Between the line containing "TARGET = pursed lip" and the line containing "TARGET = table leg" lies a run of lines; give that run again exactly, with both of those lines, and nothing else from the entries below.

#### Record extracts ####

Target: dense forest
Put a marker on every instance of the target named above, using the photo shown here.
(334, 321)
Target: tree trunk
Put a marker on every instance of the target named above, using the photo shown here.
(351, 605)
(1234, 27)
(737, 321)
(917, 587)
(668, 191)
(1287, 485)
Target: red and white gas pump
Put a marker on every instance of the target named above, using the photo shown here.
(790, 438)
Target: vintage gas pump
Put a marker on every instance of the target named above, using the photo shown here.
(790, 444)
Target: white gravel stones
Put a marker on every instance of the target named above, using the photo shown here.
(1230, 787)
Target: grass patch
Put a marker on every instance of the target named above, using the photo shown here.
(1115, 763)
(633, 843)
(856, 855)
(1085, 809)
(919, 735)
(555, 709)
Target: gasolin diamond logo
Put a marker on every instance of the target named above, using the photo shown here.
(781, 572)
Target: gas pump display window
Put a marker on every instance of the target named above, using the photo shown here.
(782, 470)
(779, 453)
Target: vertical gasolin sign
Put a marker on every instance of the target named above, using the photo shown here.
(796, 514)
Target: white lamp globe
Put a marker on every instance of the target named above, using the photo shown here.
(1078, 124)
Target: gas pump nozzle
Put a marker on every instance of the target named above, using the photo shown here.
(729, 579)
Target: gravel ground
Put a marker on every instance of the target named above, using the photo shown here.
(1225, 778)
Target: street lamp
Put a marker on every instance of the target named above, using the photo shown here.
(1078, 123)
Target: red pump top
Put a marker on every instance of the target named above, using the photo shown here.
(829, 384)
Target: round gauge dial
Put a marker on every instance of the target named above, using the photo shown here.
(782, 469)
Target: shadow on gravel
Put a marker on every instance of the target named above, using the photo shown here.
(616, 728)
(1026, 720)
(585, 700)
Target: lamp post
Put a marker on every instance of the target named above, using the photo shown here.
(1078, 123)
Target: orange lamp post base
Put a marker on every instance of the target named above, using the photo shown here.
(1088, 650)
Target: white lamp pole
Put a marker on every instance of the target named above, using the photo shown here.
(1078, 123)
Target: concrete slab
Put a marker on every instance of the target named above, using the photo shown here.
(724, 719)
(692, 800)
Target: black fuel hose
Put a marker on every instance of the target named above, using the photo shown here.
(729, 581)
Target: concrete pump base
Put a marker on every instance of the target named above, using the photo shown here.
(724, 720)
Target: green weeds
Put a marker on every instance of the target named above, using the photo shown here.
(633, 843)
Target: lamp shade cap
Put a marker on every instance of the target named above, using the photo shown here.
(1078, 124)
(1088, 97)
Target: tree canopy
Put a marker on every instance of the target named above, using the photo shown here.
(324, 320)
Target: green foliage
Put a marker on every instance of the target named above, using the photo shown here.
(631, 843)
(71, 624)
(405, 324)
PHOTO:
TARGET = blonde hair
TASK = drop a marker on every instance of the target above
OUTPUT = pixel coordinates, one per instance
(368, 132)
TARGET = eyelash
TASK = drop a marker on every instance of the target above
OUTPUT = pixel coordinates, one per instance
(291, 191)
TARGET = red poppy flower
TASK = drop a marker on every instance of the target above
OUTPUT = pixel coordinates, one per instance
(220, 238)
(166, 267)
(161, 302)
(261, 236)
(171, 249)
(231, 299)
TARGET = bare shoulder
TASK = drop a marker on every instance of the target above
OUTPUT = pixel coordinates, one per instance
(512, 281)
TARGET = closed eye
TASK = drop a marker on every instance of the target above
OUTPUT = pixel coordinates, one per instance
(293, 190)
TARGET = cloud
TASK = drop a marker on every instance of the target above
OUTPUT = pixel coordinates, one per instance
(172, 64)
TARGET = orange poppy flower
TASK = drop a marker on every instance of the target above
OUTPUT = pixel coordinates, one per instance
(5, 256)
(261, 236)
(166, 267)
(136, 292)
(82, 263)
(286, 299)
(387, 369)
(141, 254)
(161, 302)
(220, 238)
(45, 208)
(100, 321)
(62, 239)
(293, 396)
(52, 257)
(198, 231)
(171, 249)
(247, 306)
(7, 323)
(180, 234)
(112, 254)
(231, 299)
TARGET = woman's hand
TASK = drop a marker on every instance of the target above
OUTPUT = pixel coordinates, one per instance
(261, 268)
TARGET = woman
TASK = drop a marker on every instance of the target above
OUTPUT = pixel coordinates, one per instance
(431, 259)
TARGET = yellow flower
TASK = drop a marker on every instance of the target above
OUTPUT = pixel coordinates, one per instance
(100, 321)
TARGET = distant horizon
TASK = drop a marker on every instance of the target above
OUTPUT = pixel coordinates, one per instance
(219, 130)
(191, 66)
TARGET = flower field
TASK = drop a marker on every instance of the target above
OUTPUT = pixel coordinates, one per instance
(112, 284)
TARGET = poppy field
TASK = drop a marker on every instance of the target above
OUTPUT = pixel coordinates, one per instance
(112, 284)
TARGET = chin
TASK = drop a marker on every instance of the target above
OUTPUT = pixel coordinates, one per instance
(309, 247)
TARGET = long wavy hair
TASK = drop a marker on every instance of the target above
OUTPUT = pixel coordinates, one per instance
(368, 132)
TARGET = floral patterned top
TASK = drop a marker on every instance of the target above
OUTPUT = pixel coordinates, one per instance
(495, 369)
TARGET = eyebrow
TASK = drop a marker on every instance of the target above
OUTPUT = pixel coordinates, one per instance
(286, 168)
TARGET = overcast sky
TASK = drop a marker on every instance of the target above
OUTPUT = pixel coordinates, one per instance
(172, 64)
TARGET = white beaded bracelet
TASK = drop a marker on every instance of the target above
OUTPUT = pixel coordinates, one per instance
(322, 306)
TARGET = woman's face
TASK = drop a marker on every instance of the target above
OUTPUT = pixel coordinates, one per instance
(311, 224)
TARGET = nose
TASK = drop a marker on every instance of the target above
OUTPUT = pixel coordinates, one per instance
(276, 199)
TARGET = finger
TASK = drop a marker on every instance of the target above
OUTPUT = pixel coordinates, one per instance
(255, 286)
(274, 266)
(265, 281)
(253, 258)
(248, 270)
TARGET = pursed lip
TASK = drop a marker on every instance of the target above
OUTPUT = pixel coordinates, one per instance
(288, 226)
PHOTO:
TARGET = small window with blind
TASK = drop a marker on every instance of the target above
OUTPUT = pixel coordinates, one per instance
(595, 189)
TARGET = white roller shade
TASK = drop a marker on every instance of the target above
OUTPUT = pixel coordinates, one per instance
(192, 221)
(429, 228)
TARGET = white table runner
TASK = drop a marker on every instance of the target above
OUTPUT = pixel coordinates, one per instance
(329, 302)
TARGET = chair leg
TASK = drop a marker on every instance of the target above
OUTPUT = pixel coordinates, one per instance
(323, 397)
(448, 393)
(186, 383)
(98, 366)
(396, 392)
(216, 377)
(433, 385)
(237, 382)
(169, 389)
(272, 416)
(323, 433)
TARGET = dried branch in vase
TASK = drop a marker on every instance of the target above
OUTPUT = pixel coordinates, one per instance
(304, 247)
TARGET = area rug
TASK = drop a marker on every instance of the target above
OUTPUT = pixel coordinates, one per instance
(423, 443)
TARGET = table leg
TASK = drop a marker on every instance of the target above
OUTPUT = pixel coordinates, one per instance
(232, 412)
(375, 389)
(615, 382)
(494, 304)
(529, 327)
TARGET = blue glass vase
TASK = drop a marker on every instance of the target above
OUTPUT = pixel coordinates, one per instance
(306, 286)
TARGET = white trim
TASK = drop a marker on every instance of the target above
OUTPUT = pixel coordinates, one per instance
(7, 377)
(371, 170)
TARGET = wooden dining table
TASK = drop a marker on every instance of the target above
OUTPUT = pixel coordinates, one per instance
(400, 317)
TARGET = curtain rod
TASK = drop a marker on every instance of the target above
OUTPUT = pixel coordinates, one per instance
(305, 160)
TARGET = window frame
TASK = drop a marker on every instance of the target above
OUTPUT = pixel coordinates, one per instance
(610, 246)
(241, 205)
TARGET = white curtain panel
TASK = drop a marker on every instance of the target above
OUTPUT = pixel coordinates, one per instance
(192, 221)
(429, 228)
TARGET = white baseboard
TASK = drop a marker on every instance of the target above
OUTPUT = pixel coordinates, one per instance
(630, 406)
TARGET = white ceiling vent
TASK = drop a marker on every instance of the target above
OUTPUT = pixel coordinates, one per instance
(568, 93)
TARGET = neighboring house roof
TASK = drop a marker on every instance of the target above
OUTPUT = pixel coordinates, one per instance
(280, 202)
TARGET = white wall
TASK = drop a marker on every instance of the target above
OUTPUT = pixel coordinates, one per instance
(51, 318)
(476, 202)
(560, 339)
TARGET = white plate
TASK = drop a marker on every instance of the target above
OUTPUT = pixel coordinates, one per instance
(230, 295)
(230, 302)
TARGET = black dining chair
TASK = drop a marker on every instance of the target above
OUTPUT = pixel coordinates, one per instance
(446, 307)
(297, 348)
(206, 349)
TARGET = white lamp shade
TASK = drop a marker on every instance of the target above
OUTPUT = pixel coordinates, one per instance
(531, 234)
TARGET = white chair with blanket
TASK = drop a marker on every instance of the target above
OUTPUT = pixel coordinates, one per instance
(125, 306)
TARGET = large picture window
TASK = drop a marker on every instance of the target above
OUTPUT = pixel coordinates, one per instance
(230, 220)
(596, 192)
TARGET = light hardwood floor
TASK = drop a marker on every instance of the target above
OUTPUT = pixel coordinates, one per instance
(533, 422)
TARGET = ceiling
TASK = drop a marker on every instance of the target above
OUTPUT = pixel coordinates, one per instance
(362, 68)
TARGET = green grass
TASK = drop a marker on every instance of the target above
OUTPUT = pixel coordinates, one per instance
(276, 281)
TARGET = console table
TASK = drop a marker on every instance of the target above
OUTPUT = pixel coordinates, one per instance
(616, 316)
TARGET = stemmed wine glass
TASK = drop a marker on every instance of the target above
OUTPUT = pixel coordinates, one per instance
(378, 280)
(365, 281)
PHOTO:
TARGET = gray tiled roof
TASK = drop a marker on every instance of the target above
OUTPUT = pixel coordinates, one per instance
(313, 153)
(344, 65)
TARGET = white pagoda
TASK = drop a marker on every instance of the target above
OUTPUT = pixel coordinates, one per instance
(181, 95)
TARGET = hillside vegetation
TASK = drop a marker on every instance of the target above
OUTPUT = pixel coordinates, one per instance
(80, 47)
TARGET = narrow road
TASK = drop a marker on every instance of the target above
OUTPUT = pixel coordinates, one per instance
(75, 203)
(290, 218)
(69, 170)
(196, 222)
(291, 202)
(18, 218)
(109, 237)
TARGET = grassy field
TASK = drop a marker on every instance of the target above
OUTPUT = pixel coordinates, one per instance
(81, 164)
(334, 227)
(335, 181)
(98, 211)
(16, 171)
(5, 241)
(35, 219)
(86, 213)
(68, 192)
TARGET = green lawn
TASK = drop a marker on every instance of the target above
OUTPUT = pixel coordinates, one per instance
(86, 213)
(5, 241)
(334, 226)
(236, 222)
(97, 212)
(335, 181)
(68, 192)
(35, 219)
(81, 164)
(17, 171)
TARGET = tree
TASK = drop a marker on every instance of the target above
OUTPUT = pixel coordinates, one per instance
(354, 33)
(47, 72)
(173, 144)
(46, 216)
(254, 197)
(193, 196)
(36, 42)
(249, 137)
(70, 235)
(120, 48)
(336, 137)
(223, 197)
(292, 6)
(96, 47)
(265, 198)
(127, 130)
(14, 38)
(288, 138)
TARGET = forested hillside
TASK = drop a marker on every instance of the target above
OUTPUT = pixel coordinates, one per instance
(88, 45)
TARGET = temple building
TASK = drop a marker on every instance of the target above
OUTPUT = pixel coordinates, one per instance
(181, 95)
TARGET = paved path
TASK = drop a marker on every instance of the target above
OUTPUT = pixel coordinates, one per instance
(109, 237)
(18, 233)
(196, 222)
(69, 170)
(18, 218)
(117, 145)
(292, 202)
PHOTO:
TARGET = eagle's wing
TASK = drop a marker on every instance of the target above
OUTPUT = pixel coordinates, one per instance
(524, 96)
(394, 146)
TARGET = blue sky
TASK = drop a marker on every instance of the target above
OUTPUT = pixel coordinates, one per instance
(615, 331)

####

• _Output of the exercise_:
TARGET = pursed lip
TASK = drop a marker on every instance of the target above
OUTPUT = pixel coordinates, one per instance
(288, 226)
PHOTO:
TARGET = small window with blind
TASK = drop a marker on every instance of the target above
OUTPUT = pixel coordinates, one per instance
(595, 189)
TARGET = white roller shade
TASK = drop a marker on every instance of the target above
OUTPUT = pixel coordinates, one per instance
(192, 221)
(429, 228)
TARGET = white table runner
TASK = drop a marker on every instance of the target above
OUTPUT = pixel coordinates, one per instance
(329, 302)
TARGET = chair leg
TASK = drop a marker on every instance of the target above
OUTPUT = pixel coordinates, one per instance
(323, 397)
(448, 393)
(186, 383)
(98, 366)
(396, 392)
(216, 377)
(433, 385)
(237, 382)
(169, 389)
(272, 416)
(323, 433)
TARGET = dried branch in vase
TASK = drop a marker on every instance of the target above
OUTPUT = pixel coordinates, one per instance
(304, 247)
TARGET = area rug
TASK = drop a marker on every instance of the target above
OUTPUT = pixel coordinates, one per instance
(423, 443)
TARGET = table leg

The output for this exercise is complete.